**WHAT TO WORK ON**
Only the text belongs in the copy: repeat each record exactly, without pictures.

*** Opening MATERIAL SHOWN ***

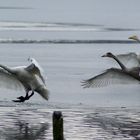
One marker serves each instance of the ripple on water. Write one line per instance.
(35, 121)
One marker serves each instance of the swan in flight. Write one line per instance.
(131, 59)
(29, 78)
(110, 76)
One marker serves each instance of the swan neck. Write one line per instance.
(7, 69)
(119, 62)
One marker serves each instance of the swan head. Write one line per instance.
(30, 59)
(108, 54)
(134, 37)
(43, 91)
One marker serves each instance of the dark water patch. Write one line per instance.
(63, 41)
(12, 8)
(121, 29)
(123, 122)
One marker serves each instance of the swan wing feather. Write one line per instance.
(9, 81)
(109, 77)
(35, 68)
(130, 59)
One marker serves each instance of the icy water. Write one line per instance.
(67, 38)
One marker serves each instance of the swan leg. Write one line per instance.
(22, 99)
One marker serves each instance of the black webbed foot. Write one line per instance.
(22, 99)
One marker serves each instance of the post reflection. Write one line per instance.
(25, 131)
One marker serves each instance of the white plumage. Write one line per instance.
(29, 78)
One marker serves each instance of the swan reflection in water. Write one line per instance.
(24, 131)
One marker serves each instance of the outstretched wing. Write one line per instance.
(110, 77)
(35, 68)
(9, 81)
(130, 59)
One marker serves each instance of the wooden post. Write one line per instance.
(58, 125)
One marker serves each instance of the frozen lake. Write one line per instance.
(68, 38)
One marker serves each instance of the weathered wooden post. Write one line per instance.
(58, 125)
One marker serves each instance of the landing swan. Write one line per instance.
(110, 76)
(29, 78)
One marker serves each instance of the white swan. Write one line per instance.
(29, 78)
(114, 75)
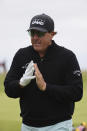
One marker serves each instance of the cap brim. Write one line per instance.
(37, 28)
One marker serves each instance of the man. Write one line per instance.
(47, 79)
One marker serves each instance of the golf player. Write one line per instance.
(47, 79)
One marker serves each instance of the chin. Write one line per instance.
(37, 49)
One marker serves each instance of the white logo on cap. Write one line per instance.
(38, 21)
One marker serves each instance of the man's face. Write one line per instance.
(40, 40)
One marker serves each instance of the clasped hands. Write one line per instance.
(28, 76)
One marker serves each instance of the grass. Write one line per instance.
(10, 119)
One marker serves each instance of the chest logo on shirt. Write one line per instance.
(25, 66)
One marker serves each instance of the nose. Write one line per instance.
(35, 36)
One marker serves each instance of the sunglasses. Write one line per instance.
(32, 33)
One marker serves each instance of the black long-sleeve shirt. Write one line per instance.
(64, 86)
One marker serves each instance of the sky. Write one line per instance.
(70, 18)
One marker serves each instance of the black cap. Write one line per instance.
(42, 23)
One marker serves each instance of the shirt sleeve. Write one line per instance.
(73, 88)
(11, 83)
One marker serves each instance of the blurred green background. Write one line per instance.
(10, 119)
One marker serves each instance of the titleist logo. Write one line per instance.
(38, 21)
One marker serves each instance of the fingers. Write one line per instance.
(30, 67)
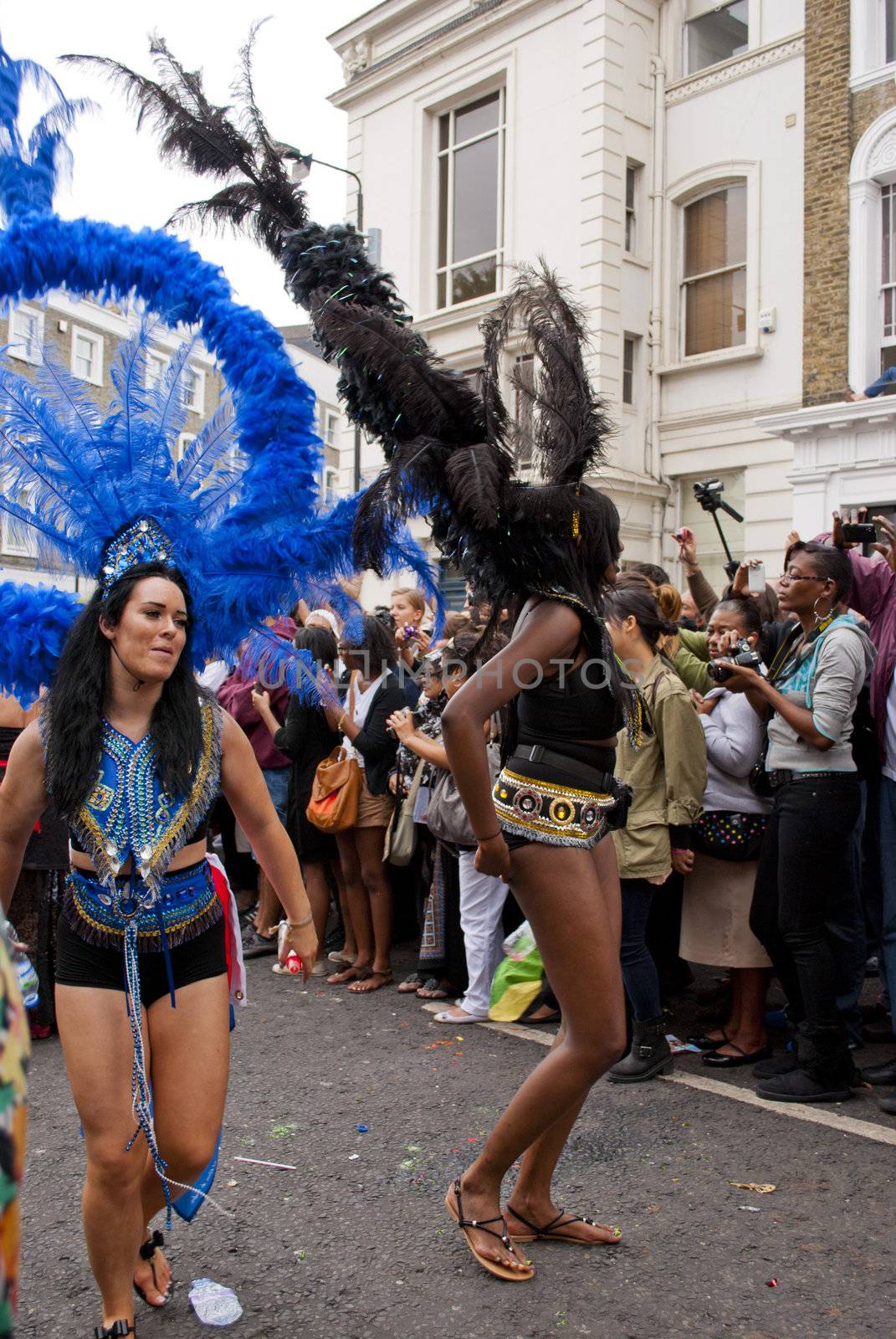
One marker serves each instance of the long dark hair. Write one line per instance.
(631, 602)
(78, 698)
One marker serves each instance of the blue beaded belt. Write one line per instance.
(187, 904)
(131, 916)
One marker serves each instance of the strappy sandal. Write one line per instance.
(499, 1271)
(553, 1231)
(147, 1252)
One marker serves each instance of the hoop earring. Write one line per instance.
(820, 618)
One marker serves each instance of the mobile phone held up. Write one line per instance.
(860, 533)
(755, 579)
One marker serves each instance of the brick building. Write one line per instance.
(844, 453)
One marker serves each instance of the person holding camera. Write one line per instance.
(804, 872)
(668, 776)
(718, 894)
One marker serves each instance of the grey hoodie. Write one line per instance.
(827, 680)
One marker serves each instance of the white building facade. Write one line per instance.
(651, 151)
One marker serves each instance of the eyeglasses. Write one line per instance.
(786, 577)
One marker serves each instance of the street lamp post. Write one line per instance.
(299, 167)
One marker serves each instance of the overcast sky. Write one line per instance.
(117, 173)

*** Closing MATERIAL SHOWN ***

**RESPONSE TO THIS EXERCISE**
One marker serves each instance of the ripple on water. Write one line per instance.
(35, 121)
One marker serves each instance of the swan in flight. Write one line per instance.
(131, 59)
(29, 78)
(110, 76)
One marker serves each instance of the swan neck. Write one line per instance.
(7, 69)
(119, 62)
One marker serves each instance of the swan head. Write one line per instance.
(30, 59)
(108, 54)
(134, 37)
(43, 91)
One marker serves each instance of the dark water patch. Write one line per instance.
(63, 41)
(12, 8)
(121, 29)
(123, 122)
One marker serves each instance of the swan wing feather. Write one line per instance.
(9, 81)
(109, 77)
(35, 68)
(130, 59)
One marker serves each instance of the icy water. Write one line per instance.
(67, 38)
One marker serves each instance of the swan leg. Write one line per instance.
(22, 99)
One marker serves each instance of the black webbed foot. Write one line per instance.
(22, 99)
One marker serves each instance of the post reflection. Write one line per instance.
(25, 131)
One marker serves each instance of the white plumage. Write one line per instance.
(29, 78)
One marker serves each instance of the swan reflection in water. Write one line per instance.
(24, 131)
One marker serves each instance of the outstretched wing. Write one line per instance.
(110, 77)
(35, 68)
(9, 81)
(130, 59)
One marker serves each instance of the wooden post. Write one line per instance.
(58, 125)
One marker serves each instance of the frozen lake. Write one line per instance.
(68, 38)
One marker serves each instance of the weathered wooden post. Write one line per instance.
(58, 125)
One marker serves each instance of the landing swan. Write one line per instance.
(110, 76)
(29, 78)
One marker serves each instance of the white swan. Write one line per instance.
(29, 78)
(114, 75)
One marker serves each instance of the cap brim. Write one line per instance.
(37, 28)
One marker serves each instance of the man. Write one line per instance.
(47, 79)
One marker serves each instance of the golf player. Write one line per instance.
(47, 79)
One marker serves each instance of the chin. Write one line per instance.
(37, 49)
One marker serves each instance of the white logo on cap. Write one line per instance.
(38, 21)
One marker serves each instance of the man's face. Write one line per instance.
(40, 40)
One marker serves each instance of the clasped hands. Write one line per instance.
(28, 76)
One marker serves each instance of the grass. Write one line per instance.
(10, 119)
One marker serves each instance of the chest logo on shirt. Write one line per instance.
(25, 66)
One marker serves each instance of the nose. Write one line per instance.
(35, 36)
One marker serves each instance of the sunglasses. Write one line per instance.
(32, 33)
One marker serves each instance of the black long-sleeve shirt. Write one line per instance.
(64, 86)
One marker serves each instance of the sky. Write one line per instance.
(70, 18)
One marker serves each instance of the black cap. Write one line per instance.
(42, 23)
One marker serves each instance of the shirt sleeve. Write one line per instance.
(73, 88)
(11, 83)
One marker serves each instance of the blurred green background. Write one line per instance.
(10, 119)
One marker serves each instance of the titleist logo. Write one line per instance.
(38, 21)
One marker serves each instance of the fingers. Write one line per instance.
(30, 67)
One marker serves each instance of the long dark hair. Write one line per instance.
(631, 602)
(78, 698)
One marker serves each instance of the blue beaded belt. Write one line per instance.
(187, 904)
(131, 916)
One marker serves each instance of the strappy sandal. Write one line per instance.
(499, 1271)
(553, 1231)
(147, 1252)
One marker serves each instance of the hoop earring. Write one line per instance.
(820, 618)
One marker serves each instance of the mobile phone held up. Write one line per instance.
(860, 533)
(755, 579)
One marker serves each instance of the brick building. Write one line per instance.
(844, 453)
One marker serves each instance of the person holding camera. Write one line per instance.
(804, 872)
(668, 776)
(718, 894)
One marker serves each instance of the grey hoodie. Write one line per instance.
(827, 680)
One marker serves each instance of the white building facade. Write one line per instance.
(651, 151)
One marker serves each instance of the eyeglasses. Write one line per instance.
(786, 577)
One marker serves each instance of the street lamp post. Write one line per instance.
(299, 167)
One marker serves each instance of the overcast sky. Write one line per instance.
(117, 173)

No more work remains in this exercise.